- **Provided passage**

===============

A photo posted on the Hunt Saboteurs Ireland Facebook page of members outside Bruff garda station
TWO hunt saboteurs who were arrested by gardai in Bruff for trespassing have vowed to return to County Limerick in the “near future”.
In turn, Scarteen Hunt, which was targeted by up to 20 “sabs” over the weekend, has vowed not to let them interfere with their country tradition which goes back centuries.
Hunt Saboteurs Ireland said their purpose is to “prevent the murder of wildlife in Ireland by using peaceful direct action”. They said they were “following the law” in County Limerick.
Bruff Superintendent John Ryan said two males were arrested at Boheroe, Dromkeen on Saturday for trespassing. They were brought to Bruff garda station, questioned and released without charge. A file will be prepared for the DPP.
“We will certainly be enforcing the legislation in relation to any breaches. We have to ask everybody to operate within the laws of the land. We can’t let any particular group step outside it. That is our stance on it,” said Supt Ryan.
Chris Ryan, master of Scarteen Hunt, thanked Bruff gardai for their “intervention”.
“It was hugely welcome. We called the gardai. Their (hunt saboteurs) policy is intimidation and they are looking for confrontation.
“We felt intimidated and they were trespassing. We get permission for every where we need to go. We are blessed with, and very thankful to, the farmers in our area for access,” said Mr Ryan.
He said it is very intimidating to be faced with up to 20 people going around with masks and dressed all in black.
“They are frightening young people in the hunt and young people going about their business. There were two young kids on their lawn on Saturday and they were terrified. It is also very intimidating for elderly people,” said Mr Ryan, who added that this is the third time in six weeks they have been joined by hunt saboteurs. The previous two instances were in Caherconlish and Hospital.

===============

- **Data**
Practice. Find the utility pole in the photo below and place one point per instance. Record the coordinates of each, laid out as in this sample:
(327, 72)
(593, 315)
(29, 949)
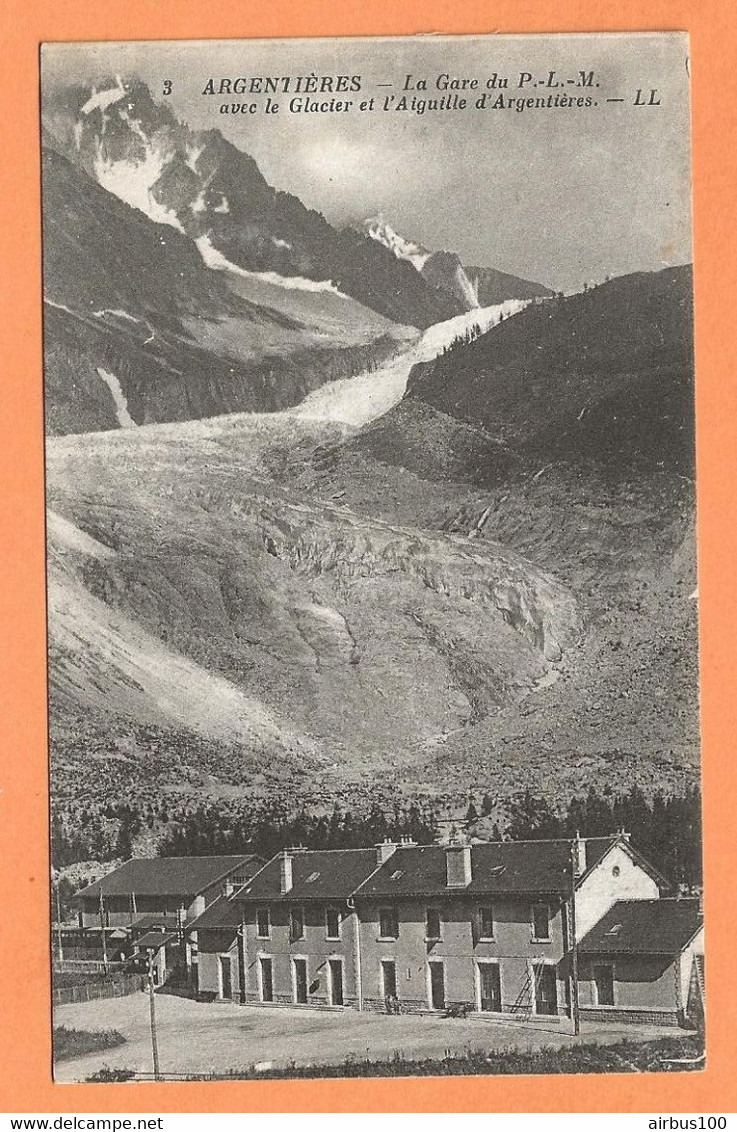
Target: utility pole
(152, 1006)
(102, 928)
(59, 944)
(574, 942)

===============

- **Exercise requirements**
#1 List every place name that the article on the hunt saboteurs in County Limerick uses to refer to a location. Exclude names that appear only within the name of an organization.
#2 Continue the article on the hunt saboteurs in County Limerick from its last sentence.

- **Activity answers**
#1
- County Limerick
- Bruff
- Ireland
- Boheroe
- Dromkeen
- Caherconlish
- Hospital

#2
“They carry around sprays to try and prevent the hounds from following the line of the fox. They interfere with the dogs who wouldn’t recognise them. Spraying dogs is an animal rights issue in itself,” said Mr Ryan, who concluded by vowing that the saboteurs will not stop them hunting.
A spokesperson for Hunt Saboteurs Ireland told the Leader they are an extension of the hunt saboteurs in the UK, formed in the 60s.
“There’s always been resistance to hunting. We are simply doing what is necessary. We use a variety of harm free methods to prevent the dogs from killing any foxes by distracting them and blocking the foxes’ / hares’ scent. We had over 20 hunt saboteurs (in Limerick) and many vehicles as resistance is growing rapidly in Ireland,” said the spokesperson.
Some of the 20 came from Sweden and England.
“It was a successful endeavour as we believe there were no kills as we know of and we made our presence felt. They were arrested for trespassing as they left the land as instructed. We will return to Limerick in the near future, absolutely,” said the spokesperson.